Copy out the entries in full and with complete accuracy; pictures are excluded.

•••

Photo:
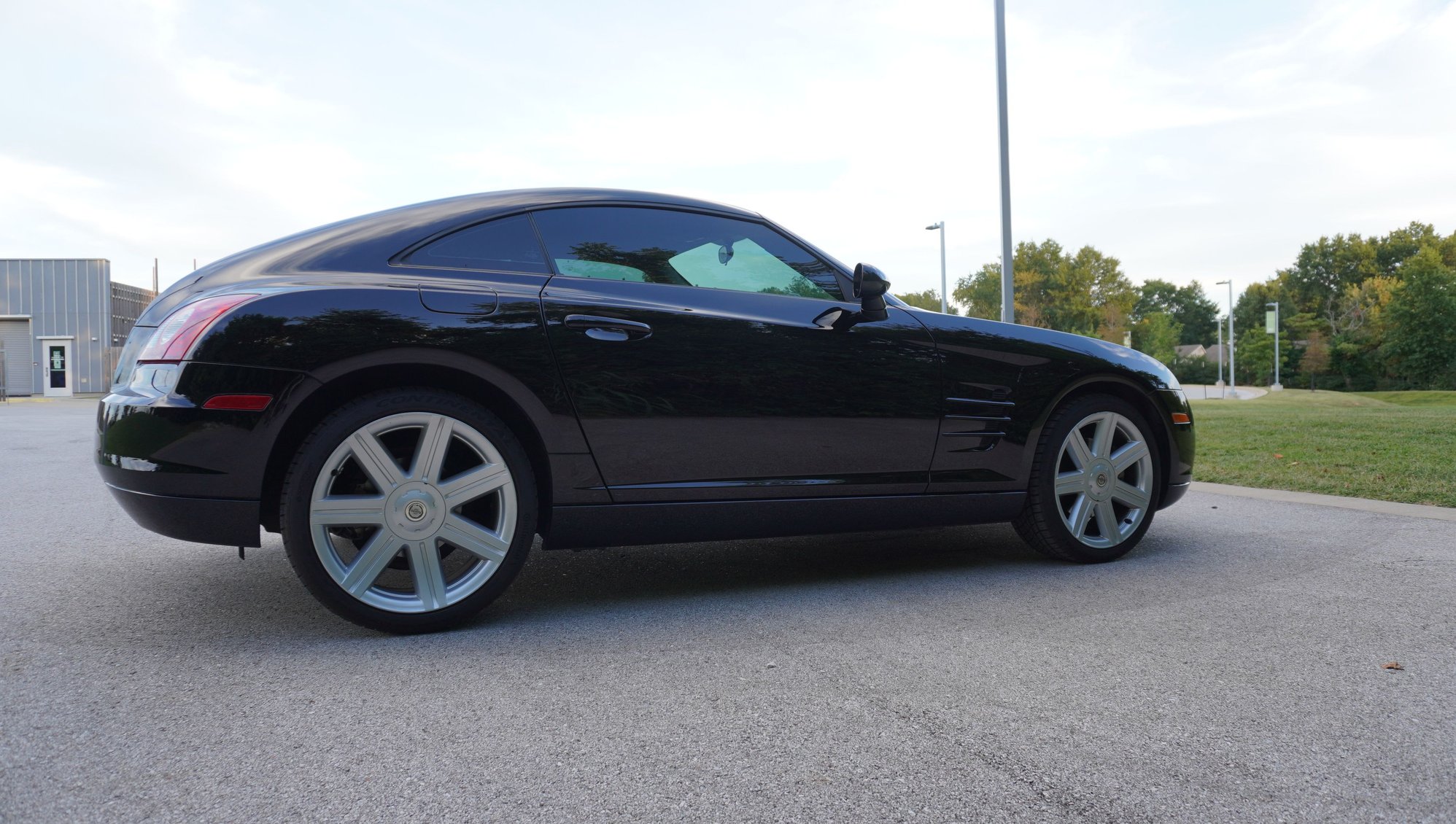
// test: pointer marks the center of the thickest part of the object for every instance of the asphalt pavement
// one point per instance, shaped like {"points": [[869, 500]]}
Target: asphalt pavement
{"points": [[1231, 669]]}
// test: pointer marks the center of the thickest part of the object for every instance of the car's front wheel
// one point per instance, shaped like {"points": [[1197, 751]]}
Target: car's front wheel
{"points": [[408, 510], [1093, 482]]}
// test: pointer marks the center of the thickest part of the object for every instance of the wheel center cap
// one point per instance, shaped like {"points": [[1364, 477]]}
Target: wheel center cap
{"points": [[415, 511], [1101, 478]]}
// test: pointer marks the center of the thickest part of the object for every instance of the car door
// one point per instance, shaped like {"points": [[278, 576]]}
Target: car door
{"points": [[689, 347]]}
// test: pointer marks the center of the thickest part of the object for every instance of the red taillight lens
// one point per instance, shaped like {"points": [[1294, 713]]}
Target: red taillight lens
{"points": [[184, 327], [239, 403]]}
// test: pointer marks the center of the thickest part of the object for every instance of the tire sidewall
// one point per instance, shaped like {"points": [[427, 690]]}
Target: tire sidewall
{"points": [[315, 451], [1046, 472]]}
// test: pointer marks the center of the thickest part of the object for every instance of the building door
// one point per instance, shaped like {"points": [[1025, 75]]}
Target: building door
{"points": [[57, 368], [19, 356]]}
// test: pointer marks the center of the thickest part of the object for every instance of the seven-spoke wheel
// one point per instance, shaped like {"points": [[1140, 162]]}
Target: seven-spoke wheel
{"points": [[415, 517], [1093, 482]]}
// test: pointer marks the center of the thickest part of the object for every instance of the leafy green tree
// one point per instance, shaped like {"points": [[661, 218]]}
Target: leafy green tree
{"points": [[1085, 293], [929, 299], [1315, 359], [1156, 334], [1422, 338], [1400, 245], [1325, 268], [1196, 315]]}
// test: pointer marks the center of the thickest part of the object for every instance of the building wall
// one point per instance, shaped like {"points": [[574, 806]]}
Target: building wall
{"points": [[63, 298], [127, 305]]}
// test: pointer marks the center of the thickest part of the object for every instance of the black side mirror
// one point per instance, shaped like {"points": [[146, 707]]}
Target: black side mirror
{"points": [[871, 287]]}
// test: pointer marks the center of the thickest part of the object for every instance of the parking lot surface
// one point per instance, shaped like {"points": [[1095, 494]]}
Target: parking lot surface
{"points": [[1231, 669]]}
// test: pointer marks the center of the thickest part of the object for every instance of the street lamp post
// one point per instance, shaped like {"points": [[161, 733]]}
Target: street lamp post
{"points": [[1219, 327], [941, 226], [1008, 305], [1277, 385], [1231, 334]]}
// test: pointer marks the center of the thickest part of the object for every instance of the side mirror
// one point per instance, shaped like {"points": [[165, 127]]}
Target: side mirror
{"points": [[871, 287]]}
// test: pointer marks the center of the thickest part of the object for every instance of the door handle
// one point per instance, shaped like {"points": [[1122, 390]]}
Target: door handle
{"points": [[609, 328]]}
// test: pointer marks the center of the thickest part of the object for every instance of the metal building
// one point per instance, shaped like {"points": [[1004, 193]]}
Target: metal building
{"points": [[54, 327], [127, 305]]}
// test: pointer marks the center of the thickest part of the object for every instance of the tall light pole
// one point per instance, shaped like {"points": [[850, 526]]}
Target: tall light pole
{"points": [[1008, 306], [1219, 327], [1231, 333], [1274, 328], [941, 226]]}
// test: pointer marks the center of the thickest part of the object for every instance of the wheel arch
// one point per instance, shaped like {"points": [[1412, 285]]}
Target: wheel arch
{"points": [[1124, 389], [355, 378]]}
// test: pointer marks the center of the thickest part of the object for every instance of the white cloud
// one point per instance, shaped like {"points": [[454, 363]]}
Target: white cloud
{"points": [[1191, 141]]}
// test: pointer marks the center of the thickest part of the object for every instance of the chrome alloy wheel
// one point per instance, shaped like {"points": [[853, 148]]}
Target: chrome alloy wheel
{"points": [[1104, 479], [412, 513]]}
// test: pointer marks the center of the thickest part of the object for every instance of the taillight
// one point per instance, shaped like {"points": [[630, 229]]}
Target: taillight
{"points": [[184, 327]]}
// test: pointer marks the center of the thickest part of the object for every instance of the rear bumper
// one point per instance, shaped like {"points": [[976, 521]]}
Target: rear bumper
{"points": [[201, 520], [181, 469], [1172, 494]]}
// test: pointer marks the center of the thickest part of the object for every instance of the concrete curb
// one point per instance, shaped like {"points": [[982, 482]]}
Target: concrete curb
{"points": [[1363, 504]]}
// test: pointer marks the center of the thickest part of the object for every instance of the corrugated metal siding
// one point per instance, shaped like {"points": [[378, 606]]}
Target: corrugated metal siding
{"points": [[63, 298], [16, 344]]}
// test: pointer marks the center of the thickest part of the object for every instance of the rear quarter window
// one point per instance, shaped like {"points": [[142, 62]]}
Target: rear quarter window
{"points": [[506, 245]]}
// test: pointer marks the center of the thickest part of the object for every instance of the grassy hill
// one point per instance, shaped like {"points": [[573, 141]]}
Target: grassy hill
{"points": [[1391, 446]]}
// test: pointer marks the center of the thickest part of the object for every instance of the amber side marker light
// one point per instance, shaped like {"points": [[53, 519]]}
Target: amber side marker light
{"points": [[239, 403]]}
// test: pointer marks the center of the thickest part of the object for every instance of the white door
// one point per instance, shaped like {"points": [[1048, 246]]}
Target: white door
{"points": [[57, 368]]}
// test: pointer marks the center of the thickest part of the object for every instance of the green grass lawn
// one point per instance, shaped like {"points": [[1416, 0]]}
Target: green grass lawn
{"points": [[1393, 446]]}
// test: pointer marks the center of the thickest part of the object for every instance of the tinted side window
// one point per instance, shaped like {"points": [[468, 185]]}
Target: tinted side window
{"points": [[508, 245], [663, 246]]}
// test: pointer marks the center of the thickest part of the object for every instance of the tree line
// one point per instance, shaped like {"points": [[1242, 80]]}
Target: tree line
{"points": [[1356, 314]]}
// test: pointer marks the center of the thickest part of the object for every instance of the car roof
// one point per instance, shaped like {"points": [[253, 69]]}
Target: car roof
{"points": [[380, 235], [549, 197]]}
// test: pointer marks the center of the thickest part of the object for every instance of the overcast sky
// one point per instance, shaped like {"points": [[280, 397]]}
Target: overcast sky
{"points": [[1190, 140]]}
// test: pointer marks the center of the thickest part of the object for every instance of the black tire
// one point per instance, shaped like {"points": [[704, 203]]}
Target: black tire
{"points": [[309, 463], [1043, 526]]}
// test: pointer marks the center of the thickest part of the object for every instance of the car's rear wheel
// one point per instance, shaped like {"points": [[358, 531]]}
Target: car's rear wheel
{"points": [[409, 510], [1093, 483]]}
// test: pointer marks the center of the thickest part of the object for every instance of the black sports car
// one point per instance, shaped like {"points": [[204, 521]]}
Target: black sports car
{"points": [[411, 397]]}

•••

TASK OUTPUT -
Photo:
// test: pointer marks the center of the thickest part of the object for every instance of the asphalt pavement
// one point per instance, shaped like {"points": [[869, 500]]}
Target: asphalt pavement
{"points": [[1231, 669]]}
// test: pointer marks the center of the thickest part of the object for every instance of the car's front wheel
// one point per instance, shaped like {"points": [[1197, 751]]}
Target: car's front wheel
{"points": [[408, 510], [1093, 482]]}
// test: pointer marks the center of the thickest part of the object for every instance of the wheel center cap
// one point per instance, shaped like {"points": [[1364, 477]]}
Target: wheel center cap
{"points": [[415, 511], [1101, 478]]}
// test: pointer marks the center of the thickest part of the object for every instance of the car door
// one point per instance, shaped like {"points": [[278, 576]]}
Target: car door
{"points": [[689, 347]]}
// test: pointer marks the center of the thickest part of the object for every instance of the red taillight lens
// one point per instance, shaped like {"points": [[1294, 713]]}
Target: red taillight lens
{"points": [[184, 327], [239, 403]]}
// test: pointer marks the center of the thickest part of the object for every instance of the tire sidewall
// one point per instance, shaped like {"points": [[427, 690]]}
Target: tire sidewall
{"points": [[315, 451], [1046, 472]]}
// test: pointer marks the center of the thickest part of the object for every instance of the building door
// one point per instance, shaped like {"points": [[1025, 75]]}
Target: building door
{"points": [[57, 368], [19, 356]]}
// test: pointer marks the center of the thickest part of the object for every instance of the seven-spoke wheel
// one point per instance, shaped like {"points": [[1140, 162]]}
Target: seven-spoke wheel
{"points": [[415, 517], [1093, 482]]}
// test: pointer marks the center of the thickest part of the object for every instance of the leafy green tree
// one point per instance, shaped like {"points": [[661, 218]]}
Target: leafy green tree
{"points": [[1085, 293], [929, 299], [1315, 359], [1156, 334], [1422, 338], [1400, 245], [1325, 268], [1196, 315]]}
// test: pointer marks the center of the thickest part of the object for every instance of the building wall
// one point per instance, shaped like {"points": [[574, 806]]}
Target: building wall
{"points": [[63, 298], [127, 305]]}
// test: pointer marks the center of the thickest part of the object for every instance of the black side mirror
// one point per instance, shaped like {"points": [[146, 707]]}
Target: black side mirror
{"points": [[871, 287]]}
// test: pointer marks the center of the thickest part of the object for every instance of the parking lot surface
// one point per instance, shaped like {"points": [[1095, 494]]}
Target: parking lot surface
{"points": [[1231, 669]]}
// test: pointer marks the center of the thickest part of the object for every instance of the street lamp post
// one point per instance, shaped like {"points": [[161, 733]]}
Target: street lamp post
{"points": [[1219, 327], [941, 226], [1008, 305], [1277, 385], [1231, 334]]}
// test: pointer marks the center of the thickest part of the object for every instance of the side mirror
// one point per instance, shaped like {"points": [[165, 127]]}
Target: side mirror
{"points": [[871, 287]]}
// test: pointer marks the center of the thickest part of the object for every instance of the door handle
// one point per instance, shaped like {"points": [[1122, 390]]}
Target: door handle
{"points": [[609, 328]]}
// test: pointer marks the center of the thickest part of the object for every instance of the metal building
// one point per instance, shaped like {"points": [[1004, 193]]}
Target: metal building
{"points": [[54, 327], [127, 305]]}
// test: pointer marks the center of the thickest part of the object for every instance of the tall light pole
// one point per instance, shaped like {"points": [[850, 526]]}
Target: tall light pole
{"points": [[1008, 306], [1219, 327], [1231, 333], [1274, 328], [941, 226]]}
// test: pointer marks the center of the thickest part of the object for every instance of the wheel arch
// one point per instance, shaped like {"points": [[1412, 285]]}
Target: wheel arch
{"points": [[1124, 389], [355, 378]]}
// test: pointer marks the center of the thickest part of the object for every instance of the white cloud
// one point per instance, shaped like {"points": [[454, 363]]}
Target: white cloud
{"points": [[1191, 141]]}
// test: pointer marks the center of the thickest part of the object for every instance of the chrome alloy wheel
// one point per instance, shaped like {"points": [[853, 148]]}
Target: chrome alloy wheel
{"points": [[1104, 479], [412, 513]]}
// test: pointer marks the center of the thickest part of the object for every instance of the taillight
// one point per instance, shaped like {"points": [[630, 229]]}
Target: taillight
{"points": [[184, 327]]}
// test: pointer marks the center of the thickest part of the object for every instance of the rear bumper
// one point per instance, shaped like {"points": [[976, 521]]}
Target: rear bumper
{"points": [[201, 520], [181, 469], [1172, 494]]}
// test: pointer marks the center of the thickest part of the object for every instance of the concrete curb
// one point per instance, shaped like {"points": [[982, 482]]}
Target: concrete curb
{"points": [[1363, 504]]}
// test: pointer marks the center of the thickest part of the object for every instance of the corrugated metal siding
// one point per instance, shaped like {"points": [[378, 606]]}
Target: corrugated metal siding
{"points": [[63, 298], [16, 344]]}
// test: pointer marks the center of the thickest part of the object for every instance of the rear quarter window
// one point per instance, shaped like {"points": [[142, 62]]}
Target: rear quarter window
{"points": [[506, 245]]}
// test: pointer marks the center of the thickest part of the object for every instance of the grassy hill
// one point per instance, shaped like {"points": [[573, 141]]}
Target: grassy hill
{"points": [[1391, 446]]}
// test: pointer marks the center of the thickest part of the object for every instance of the amber side marker light
// one point per instance, shaped like {"points": [[53, 519]]}
Target: amber side marker light
{"points": [[239, 403]]}
// test: pointer marks the center of the thickest part of the object for every instance of the white door
// one point per instance, shaped like {"points": [[1048, 246]]}
Target: white door
{"points": [[57, 368]]}
// test: pointer marks the center of the thickest part of the object for every instance of the green grass lawn
// one point per instance, shaped like {"points": [[1416, 0]]}
Target: green grass lawn
{"points": [[1393, 446]]}
// test: pointer marks the center of the thickest part of the object for every instance of the tinted side window
// one point per instance, shaped like {"points": [[468, 185]]}
Target: tinted side window
{"points": [[508, 245], [663, 246]]}
// test: pointer marks the center of the thickest part of the object for every instance of the tree line
// one point per instance, shaped like {"points": [[1242, 80]]}
Target: tree line
{"points": [[1356, 314]]}
// test: pointer marks the center of the thickest part of the object for every instance of the car roof
// one point per instance, shaped like {"points": [[253, 69]]}
Target: car roof
{"points": [[380, 235], [549, 197]]}
// test: pointer marks the center of the thickest part of the object for every instance of the overcast sky
// one point per instance, shaped like {"points": [[280, 397]]}
Target: overcast sky
{"points": [[1190, 140]]}
// test: pointer marks the center of the thickest part of the object for every instance of the black tire
// one point per instance, shaped like {"points": [[704, 203]]}
Target: black tire
{"points": [[309, 463], [1043, 526]]}
// test: pointer marks the center of the thickest part of the object for every instance of the car's rear wheel
// one point per instance, shaped like {"points": [[358, 531]]}
Target: car's rear wheel
{"points": [[409, 510], [1093, 483]]}
// test: pointer marks the center of the thickest part of the object for every instance of the black sports car
// one point per instance, shaped like {"points": [[204, 521]]}
Target: black sports car
{"points": [[411, 397]]}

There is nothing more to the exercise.